Text segment:
§ §

# Tighting the steering tube.



## George M (Sep 25, 2008)

I have a Look 566 and I cant find any pictures of the adjustment of the steering tube. I took it apart and flipped the stem, but it wont tighten down as much as I would like it. I got it where it's pretty snug, but I think it could go a little more. There is 2 cones inside the tube. One pointing down the other one up with a spreader in between the points of the cones. When they were putting the bike together for me, one of those cones were upside down, I THINK. It's pretty obvious that the points of the cones would fit into the spreader, but not sure. They had the top one pointing down and the bottom one pointing down as well. So the spreader, 
was only being spread from the top. Thanks for any replies.


----------



## George M (Sep 25, 2008)

Forget it guys, I got it.


----------



## Amfoto1 (Feb 16, 2010)

George M said:


> Forget it guys, I got it.

§ §

Written instruction A: Reproduce verbatim the part of the steering tube thread between "I have a Look" and "for any replies.", inclusive.
Written instruction B: Extend the steering tube thread, picking up right after its final line.

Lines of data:
§ §

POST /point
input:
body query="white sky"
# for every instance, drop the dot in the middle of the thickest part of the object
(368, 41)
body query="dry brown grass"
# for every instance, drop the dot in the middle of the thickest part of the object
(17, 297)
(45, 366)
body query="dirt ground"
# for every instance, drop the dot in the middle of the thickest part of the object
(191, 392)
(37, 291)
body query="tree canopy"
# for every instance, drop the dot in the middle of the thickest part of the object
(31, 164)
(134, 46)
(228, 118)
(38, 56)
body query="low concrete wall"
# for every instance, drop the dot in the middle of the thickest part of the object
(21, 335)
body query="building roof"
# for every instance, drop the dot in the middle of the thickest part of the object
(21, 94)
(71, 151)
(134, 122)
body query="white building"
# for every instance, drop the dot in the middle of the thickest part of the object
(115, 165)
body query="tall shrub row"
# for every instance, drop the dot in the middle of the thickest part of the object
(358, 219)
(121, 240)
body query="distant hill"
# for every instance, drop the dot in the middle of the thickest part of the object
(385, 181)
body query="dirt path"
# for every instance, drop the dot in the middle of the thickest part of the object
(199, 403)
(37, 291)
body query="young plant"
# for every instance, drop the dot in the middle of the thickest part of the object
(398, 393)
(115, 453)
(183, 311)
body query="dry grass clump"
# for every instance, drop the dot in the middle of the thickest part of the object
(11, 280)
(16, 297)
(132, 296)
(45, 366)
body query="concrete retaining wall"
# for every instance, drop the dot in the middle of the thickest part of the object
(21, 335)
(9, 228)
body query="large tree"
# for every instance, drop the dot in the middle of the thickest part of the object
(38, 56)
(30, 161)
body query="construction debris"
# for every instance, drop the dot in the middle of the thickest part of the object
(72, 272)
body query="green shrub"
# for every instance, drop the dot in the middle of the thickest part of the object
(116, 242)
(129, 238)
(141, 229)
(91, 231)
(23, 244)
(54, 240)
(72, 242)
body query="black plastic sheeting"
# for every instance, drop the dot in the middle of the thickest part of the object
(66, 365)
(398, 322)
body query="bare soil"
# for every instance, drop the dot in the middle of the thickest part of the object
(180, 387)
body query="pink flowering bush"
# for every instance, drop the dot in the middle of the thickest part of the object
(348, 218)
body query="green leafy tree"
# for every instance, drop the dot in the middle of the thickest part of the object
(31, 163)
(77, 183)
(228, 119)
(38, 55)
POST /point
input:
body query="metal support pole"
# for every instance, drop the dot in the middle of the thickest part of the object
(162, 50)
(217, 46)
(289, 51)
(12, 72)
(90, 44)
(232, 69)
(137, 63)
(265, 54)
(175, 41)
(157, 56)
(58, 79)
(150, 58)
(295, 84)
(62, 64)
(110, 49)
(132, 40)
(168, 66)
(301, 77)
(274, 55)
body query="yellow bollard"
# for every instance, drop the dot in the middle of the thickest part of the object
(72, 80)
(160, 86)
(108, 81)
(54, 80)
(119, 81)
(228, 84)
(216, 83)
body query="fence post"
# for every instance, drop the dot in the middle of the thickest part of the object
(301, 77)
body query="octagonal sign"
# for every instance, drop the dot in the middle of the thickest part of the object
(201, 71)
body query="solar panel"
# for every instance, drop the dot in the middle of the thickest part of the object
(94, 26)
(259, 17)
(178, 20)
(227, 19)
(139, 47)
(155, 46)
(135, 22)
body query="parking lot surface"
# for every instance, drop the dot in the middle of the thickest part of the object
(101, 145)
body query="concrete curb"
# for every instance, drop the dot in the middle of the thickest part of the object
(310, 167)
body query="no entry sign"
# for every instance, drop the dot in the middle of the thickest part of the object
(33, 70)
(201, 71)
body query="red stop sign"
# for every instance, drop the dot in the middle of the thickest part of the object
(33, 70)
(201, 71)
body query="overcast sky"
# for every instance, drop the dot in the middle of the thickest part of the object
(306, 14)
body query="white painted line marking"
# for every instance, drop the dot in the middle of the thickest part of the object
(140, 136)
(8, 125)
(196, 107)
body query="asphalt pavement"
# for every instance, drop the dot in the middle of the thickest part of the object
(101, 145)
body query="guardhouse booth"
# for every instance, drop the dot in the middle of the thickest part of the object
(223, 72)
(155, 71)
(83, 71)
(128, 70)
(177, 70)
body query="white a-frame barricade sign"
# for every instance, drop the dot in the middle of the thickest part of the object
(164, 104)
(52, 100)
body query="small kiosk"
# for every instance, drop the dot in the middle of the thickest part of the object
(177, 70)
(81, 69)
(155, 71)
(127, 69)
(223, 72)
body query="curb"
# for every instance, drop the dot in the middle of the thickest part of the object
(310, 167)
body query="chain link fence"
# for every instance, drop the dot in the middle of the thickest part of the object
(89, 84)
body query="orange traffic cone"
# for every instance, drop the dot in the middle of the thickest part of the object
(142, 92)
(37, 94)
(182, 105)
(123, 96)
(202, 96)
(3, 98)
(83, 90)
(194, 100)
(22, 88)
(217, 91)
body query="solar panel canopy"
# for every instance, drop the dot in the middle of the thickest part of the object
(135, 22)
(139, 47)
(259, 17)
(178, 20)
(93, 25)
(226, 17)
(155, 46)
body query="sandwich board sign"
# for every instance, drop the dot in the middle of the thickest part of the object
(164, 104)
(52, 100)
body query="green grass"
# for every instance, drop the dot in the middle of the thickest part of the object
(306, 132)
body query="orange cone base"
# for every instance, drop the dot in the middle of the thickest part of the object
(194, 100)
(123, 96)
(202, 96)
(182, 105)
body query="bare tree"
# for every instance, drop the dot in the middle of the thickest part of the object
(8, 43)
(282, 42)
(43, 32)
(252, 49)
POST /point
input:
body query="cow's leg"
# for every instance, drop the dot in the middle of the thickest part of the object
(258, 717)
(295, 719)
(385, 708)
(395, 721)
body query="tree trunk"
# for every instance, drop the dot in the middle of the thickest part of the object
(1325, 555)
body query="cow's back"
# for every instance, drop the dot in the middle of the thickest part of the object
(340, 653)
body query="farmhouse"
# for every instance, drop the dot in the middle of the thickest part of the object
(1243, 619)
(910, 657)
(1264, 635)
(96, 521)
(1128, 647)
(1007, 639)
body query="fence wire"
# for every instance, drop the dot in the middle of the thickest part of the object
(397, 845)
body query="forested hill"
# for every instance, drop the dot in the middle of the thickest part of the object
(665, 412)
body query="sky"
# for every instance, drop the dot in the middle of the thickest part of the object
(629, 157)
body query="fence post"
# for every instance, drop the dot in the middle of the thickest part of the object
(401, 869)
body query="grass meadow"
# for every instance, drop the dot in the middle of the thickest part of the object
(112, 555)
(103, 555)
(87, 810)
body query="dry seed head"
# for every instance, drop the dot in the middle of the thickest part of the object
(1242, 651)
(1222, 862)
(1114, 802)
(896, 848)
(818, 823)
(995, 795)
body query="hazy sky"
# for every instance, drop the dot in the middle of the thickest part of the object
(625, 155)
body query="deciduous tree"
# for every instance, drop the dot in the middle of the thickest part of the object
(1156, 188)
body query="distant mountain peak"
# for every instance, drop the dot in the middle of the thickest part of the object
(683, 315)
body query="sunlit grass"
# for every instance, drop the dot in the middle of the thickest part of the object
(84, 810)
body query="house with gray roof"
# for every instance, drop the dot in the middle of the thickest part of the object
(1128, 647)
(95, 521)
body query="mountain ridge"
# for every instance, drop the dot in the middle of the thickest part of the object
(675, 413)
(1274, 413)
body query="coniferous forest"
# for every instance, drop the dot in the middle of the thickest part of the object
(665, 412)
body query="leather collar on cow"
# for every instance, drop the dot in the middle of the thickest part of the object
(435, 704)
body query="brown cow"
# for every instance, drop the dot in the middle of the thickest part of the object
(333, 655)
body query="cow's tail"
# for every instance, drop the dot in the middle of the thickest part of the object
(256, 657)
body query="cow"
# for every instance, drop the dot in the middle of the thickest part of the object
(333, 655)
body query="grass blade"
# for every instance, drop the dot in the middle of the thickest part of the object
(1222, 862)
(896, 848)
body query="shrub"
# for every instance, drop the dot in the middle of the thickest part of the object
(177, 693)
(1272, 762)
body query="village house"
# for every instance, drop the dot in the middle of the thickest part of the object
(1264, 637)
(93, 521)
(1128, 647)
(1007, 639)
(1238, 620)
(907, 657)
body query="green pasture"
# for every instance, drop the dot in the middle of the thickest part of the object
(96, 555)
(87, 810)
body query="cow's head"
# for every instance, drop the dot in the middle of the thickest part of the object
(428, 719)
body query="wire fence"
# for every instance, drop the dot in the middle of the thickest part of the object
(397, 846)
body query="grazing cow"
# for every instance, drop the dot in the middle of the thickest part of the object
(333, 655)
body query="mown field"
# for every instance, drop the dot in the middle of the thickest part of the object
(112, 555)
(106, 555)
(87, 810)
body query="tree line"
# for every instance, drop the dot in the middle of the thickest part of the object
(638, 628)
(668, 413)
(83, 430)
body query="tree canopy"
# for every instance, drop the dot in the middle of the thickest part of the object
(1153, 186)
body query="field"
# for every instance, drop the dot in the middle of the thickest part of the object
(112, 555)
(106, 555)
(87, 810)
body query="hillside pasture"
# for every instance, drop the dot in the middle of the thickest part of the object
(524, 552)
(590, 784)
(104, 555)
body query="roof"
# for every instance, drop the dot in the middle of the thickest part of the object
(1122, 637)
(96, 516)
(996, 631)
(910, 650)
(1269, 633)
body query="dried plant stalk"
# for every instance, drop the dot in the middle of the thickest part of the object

§ §

Final result A:
I have a Look 566 and I cant find any pictures of the adjustment of the steering tube. I took it apart and flipped the stem, but it wont tighten down as much as I would like it. I got it where it's pretty snug, but I think it could go a little more. There is 2 cones inside the tube. One pointing down the other one up with a spreader in between the points of the cones. When they were putting the bike together for me, one of those cones were upside down, I THINK. It's pretty obvious that the points of the cones would fit into the spreader, but not sure. They had the top one pointing down and the bottom one pointing down as well. So the spreader, 
was only being spread from the top. Thanks for any replies.

Final result B:
Hi George, 

It sounds like you have it figured out. 

If you have any more trouble with it, please see the recent post here:

http://forums.roadbikereview.com/showthread.php?t=206474 

There is a link provided in that post, to a PDF on Look's website that illustrates the headset assembly, too. 

Link is not specific to 566... Which I'm not personally familiar with and I know it uses a unique fork. But AFAIK, the headset arrangement of 566 isn't all that different from 555, 565, 585, and others that use a straight 1.125 steerer tube. (586 and 595 are slightly different, using a tapered 1.125-1.25 steerer tube and, on later ones, a somewhat different tightening method). 

Cheers!

Alan


----------



## George M (Sep 25, 2008)

Amfoto1 said:


> Hi George,
> 
> It sounds like you have it figured out.
> 
> ...



Yes that link helped. I had it switched on the bottom and could feel it the minute I got on the bike. Look sure doesn't give to much help on there web site. If I didn't find yours I wouldn't known where I would have found it. 
On my Specialized I could pull the headset apart and put it back together in about 20 minutes. It's another story on the Look. The Look is a nice bike, but I'm having thoughts of selling it and buy another Specialized. I have to kick it around a little more.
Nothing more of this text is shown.